• [Task goal]: Extract every line below, verbatim.

• [Records supplied]:
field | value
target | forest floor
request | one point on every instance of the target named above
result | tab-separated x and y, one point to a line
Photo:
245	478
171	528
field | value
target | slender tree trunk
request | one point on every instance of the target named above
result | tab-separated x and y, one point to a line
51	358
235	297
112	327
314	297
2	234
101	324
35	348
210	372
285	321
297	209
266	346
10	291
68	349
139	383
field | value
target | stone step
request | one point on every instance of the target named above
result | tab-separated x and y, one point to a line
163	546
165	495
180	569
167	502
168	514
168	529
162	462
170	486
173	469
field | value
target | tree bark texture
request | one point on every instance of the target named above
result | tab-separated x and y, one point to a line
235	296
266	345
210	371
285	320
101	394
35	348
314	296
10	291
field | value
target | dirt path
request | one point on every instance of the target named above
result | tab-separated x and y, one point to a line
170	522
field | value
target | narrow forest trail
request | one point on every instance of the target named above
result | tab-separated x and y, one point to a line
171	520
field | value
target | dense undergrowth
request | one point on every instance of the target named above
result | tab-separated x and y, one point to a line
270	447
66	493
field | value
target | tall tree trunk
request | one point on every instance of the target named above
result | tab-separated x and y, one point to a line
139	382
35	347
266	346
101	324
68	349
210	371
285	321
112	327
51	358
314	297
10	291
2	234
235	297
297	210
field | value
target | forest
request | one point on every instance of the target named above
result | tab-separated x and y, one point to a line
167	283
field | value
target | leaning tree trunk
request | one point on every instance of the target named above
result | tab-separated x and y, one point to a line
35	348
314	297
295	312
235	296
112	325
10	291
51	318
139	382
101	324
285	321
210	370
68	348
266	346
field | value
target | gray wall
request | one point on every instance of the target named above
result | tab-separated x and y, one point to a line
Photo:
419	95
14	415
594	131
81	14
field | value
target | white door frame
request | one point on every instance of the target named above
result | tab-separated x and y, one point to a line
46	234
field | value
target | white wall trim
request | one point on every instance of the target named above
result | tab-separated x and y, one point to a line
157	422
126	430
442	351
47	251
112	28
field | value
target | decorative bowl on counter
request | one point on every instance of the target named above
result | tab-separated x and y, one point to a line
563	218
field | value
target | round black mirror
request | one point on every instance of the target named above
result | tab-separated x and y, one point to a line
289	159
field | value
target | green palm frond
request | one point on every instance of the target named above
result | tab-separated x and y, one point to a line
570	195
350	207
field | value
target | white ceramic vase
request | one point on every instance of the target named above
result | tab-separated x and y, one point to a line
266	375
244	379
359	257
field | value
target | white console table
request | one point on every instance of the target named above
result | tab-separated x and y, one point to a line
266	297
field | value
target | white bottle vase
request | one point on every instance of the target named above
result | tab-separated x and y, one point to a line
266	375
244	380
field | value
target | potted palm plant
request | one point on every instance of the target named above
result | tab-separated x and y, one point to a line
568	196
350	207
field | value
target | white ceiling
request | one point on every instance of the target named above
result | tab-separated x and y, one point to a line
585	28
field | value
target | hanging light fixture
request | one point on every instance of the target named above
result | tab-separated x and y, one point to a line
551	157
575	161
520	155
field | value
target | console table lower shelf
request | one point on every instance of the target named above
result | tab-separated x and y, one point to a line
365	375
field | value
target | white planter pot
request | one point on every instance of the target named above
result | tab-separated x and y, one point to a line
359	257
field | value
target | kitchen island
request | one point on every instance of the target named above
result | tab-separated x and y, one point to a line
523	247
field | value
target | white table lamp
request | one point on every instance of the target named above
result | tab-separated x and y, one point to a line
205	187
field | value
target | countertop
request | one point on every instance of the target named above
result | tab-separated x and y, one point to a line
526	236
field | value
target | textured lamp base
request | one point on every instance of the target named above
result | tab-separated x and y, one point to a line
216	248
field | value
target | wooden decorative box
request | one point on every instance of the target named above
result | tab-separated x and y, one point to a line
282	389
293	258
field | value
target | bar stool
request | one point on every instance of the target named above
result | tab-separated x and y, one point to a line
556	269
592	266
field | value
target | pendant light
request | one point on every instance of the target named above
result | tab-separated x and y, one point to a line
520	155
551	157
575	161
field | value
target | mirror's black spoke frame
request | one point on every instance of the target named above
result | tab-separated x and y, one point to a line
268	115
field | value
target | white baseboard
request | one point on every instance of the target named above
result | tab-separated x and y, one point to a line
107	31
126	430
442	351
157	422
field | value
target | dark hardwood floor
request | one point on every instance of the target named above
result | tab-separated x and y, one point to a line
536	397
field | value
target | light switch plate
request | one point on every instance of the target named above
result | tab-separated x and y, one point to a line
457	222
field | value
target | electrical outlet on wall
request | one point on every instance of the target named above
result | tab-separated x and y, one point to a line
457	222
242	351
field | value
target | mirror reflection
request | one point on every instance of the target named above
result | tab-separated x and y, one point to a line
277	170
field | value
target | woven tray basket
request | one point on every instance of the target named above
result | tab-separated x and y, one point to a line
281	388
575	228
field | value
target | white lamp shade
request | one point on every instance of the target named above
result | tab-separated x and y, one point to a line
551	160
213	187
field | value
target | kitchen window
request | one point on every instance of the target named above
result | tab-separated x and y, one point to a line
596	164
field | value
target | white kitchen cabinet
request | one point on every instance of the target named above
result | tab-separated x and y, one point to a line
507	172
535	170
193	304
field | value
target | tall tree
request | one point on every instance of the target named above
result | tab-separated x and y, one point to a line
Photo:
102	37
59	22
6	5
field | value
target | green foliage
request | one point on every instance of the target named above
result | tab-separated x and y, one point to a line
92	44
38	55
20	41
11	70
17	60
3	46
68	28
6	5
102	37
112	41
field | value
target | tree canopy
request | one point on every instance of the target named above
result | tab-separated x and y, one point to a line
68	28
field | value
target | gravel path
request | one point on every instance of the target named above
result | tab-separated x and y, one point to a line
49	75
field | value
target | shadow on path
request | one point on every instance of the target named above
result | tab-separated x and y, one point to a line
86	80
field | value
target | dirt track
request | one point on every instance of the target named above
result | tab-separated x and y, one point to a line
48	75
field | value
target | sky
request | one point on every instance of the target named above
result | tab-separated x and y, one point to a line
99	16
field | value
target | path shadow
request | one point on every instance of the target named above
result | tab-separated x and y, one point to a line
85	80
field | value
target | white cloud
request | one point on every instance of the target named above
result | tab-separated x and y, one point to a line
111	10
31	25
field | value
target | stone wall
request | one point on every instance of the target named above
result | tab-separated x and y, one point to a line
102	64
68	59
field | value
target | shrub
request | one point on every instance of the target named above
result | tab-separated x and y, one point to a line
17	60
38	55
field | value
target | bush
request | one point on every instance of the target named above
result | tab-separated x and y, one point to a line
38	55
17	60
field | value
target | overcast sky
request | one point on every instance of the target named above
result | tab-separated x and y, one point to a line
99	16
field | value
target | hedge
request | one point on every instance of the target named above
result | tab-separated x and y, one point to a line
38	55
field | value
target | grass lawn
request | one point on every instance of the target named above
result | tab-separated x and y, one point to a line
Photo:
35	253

• [Written solution]:
field | value
target | forest floor
request | one point on every instance of the target named above
result | tab-separated x and y, one point to a line
Photo:
245	478
171	528
field | value
target | slender tree trunk
request | one point on every instance of the target named above
result | tab-separated x and y, one point to a line
51	358
235	297
112	327
314	297
2	234
101	324
35	348
210	372
285	321
297	209
266	346
10	291
68	349
139	383
field | value
target | stone step
request | one point on every instance of the target named above
result | tab-separated x and y, one point to a line
163	546
165	495
180	569
167	502
168	514
168	529
162	462
170	486
173	469
field | value
target | tree bark texture
request | one point on every instance of the target named above
result | tab-separated x and y, one point to a line
235	296
266	345
210	371
285	320
101	394
35	348
314	296
10	291
field | value
target | dirt path
request | one point on every instance of the target named above
result | tab-separated x and y, one point to a line
170	522
field | value
target | narrow forest trail
request | one point on every instance of the target named above
result | tab-separated x and y, one point to a line
171	520
field | value
target | dense undergrowth
request | one point on every instance of the target named above
result | tab-separated x and y, one point to a line
270	447
66	493
field | value
target | tall tree trunk
request | one point on every instance of the target named above
result | tab-separated x and y, one point to a line
139	382
35	347
266	346
101	324
68	349
210	371
285	321
112	327
51	358
314	297
10	291
2	234
235	297
297	210
field | value
target | forest
request | one point on every instance of the target named above
result | tab-separated x and y, one point to a line
167	283
field | value
target | leaning tree trunk
request | one point on every instance of the target named above
result | tab-separated x and y, one point to a line
35	348
314	297
295	312
235	296
112	325
10	291
51	318
139	382
101	324
285	321
210	370
68	348
266	346
field | value
target | gray wall
request | one point on every instance of the target named above
result | tab-separated x and y, one point to a line
Photo:
419	95
14	415
594	131
81	14
field | value
target | white door frame
request | one point on every instance of the target named above
result | tab-separated x and y, one point to a line
46	234
field | value
target | white wall trim
request | one point on every instance of the target named above
result | tab-separated x and y, one point to a line
157	422
126	430
442	351
47	251
112	28
field | value
target | decorative bowl on counter
request | one point on every instance of the target named above
result | tab-separated x and y, one point to a line
563	218
field | value
target | round black mirror
request | one point on every instance of the target named above
result | tab-separated x and y, one point to a line
289	159
field | value
target | green palm frond
request | one point on every instance of the target named above
result | tab-separated x and y, one point to a line
570	195
350	207
field | value
target | white ceramic vase
request | one point on every instance of the target named above
result | tab-separated x and y, one point to a line
266	375
244	379
359	257
field | value
target | white console table
request | one point on every instance of the target named above
result | tab-separated x and y, one point to a line
266	297
field | value
target | white bottle vase
request | one point on every instance of the target named above
result | tab-separated x and y, one point to a line
266	375
244	380
field | value
target | potted palm plant
request | one point on every instance of the target named above
result | tab-separated x and y, one point to a line
568	196
350	207
field | value
target | white ceiling
request | one point on every instance of the target named above
result | tab-separated x and y, one point to a line
585	28
field | value
target | hanging light fixture
request | one point on every instance of the target named above
result | tab-separated x and y, one point to a line
551	157
575	161
520	155
field | value
target | console table lower shelf
request | one point on every instance of the target named above
result | tab-separated x and y, one point to a line
365	375
field | value
target | white planter pot
request | one point on every instance of the target named above
result | tab-separated x and y, one point to a line
359	257
field | value
target | kitchen island
request | one point on every instance of the target named above
result | tab-separated x and y, one point to a line
523	247
field | value
target | white table lamp
request | one point on every instance of the target named above
result | tab-separated x and y, one point to a line
205	187
field | value
target | countertop
request | one point on every instance of the target named above
result | tab-separated x and y, one point to a line
526	236
field | value
target | textured lamp base
request | one point on every instance of the target named above
result | tab-separated x and y, one point to a line
216	248
field | value
target | wooden decorative box
request | one point on every instance of the target named above
result | tab-separated x and y, one point to a line
282	389
293	258
field | value
target | bar stool
request | one point on every instance of the target named above
result | tab-separated x and y, one point to a line
556	269
592	266
field | value
target | pendant light
request | one point on every instance of the target named above
result | tab-separated x and y, one point to a line
520	155
551	157
575	161
field | value
target | mirror's black spoke frame
request | one point on every instance of the target named above
result | tab-separated x and y, one point to a line
268	115
field | value
target | white baseboard
request | one point on every instance of the target named above
result | tab-separated x and y, one point to a line
107	31
126	430
442	351
157	422
field | value
target | dark hardwood floor
request | one point on every instance of the target named above
result | tab-separated x and y, one point to a line
536	397
field | value
target | light switch plate
request | one point on every instance of the target named above
result | tab-separated x and y, one point to a line
457	222
field | value
target | electrical outlet on wall
request | one point on every instance of the target named above
result | tab-separated x and y, one point to a line
457	222
242	351
field | value
target | mirror reflection
request | one point on every instance of the target named above
result | tab-separated x and y, one point to a line
277	170
field | value
target | woven tray basket
request | one point on every instance of the target named above
result | tab-separated x and y, one point to a line
281	388
575	228
field | value
target | white lamp shade
request | one point on every instance of the target named above
result | tab-separated x and y, one point to a line
551	160
213	187
field | value
target | kitchen window
request | one point on every instance of the target named above
result | tab-separated x and y, one point to a line
596	164
field | value
target | white kitchen cabinet
request | one point on every instance of the target named above
result | tab-separated x and y, one point to a line
507	172
535	170
193	304
field | value
target | tall tree
request | one point on every instance of the target named above
result | tab-separated x and y, one point to a line
Photo:
102	37
59	22
6	5
field | value
target | green foliage
request | one point on every instance of the target named above
result | tab-separated x and y, one point to a line
92	44
38	55
20	41
11	70
17	60
3	46
68	28
6	5
102	37
112	41
field | value
target | tree canopy
request | one point on every instance of the target named above
result | tab-separated x and y, one point to a line
68	28
field | value
target | gravel path
request | one point on every instance of the target named above
result | tab-separated x and y, one point to a line
49	75
field | value
target | shadow on path
request | one point on every instance of the target named above
result | tab-separated x and y, one point to a line
86	80
field | value
target | dirt track
request | one point on every instance of the target named above
result | tab-separated x and y, one point to a line
48	75
field | value
target | sky
request | one point on every instance of the target named above
result | tab-separated x and y, one point to a line
99	16
field | value
target | path shadow
request | one point on every instance of the target named above
result | tab-separated x and y, one point to a line
85	80
field | value
target | white cloud
request | one point on every instance of the target named above
result | tab-separated x and y, one point to a line
111	10
31	25
field | value
target | stone wall
request | one point on every instance of the target named above
result | tab-separated x and y, one point to a line
102	64
68	59
field | value
target | shrub
request | one point on every instance of the target named above
result | tab-separated x and y, one point to a line
17	60
38	55
field | value
target | bush
request | one point on every instance of the target named above
result | tab-separated x and y, one point to a line
38	55
17	60
field | value
target | overcast sky
request | one point on every instance of the target named above
result | tab-separated x and y, one point to a line
99	16
field | value
target | hedge
request | one point on every instance of the target named above
result | tab-separated x and y, one point to a line
38	55
field | value
target | grass lawn
request | one point on every instance of the target named above
result | tab-separated x and y, one point to a line
Photo:
35	253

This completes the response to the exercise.